> [STATED EXERCISE]:
Write out all of the data exactly as it appears.

> [DATA SUPPLIED]:

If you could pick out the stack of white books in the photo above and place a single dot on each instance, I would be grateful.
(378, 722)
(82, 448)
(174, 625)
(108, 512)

> [RESULT OF THIS TASK]:
If you could pick out the stack of white books in the photo above and place a single dot on each instance, I would be grateful.
(378, 722)
(82, 448)
(174, 625)
(108, 512)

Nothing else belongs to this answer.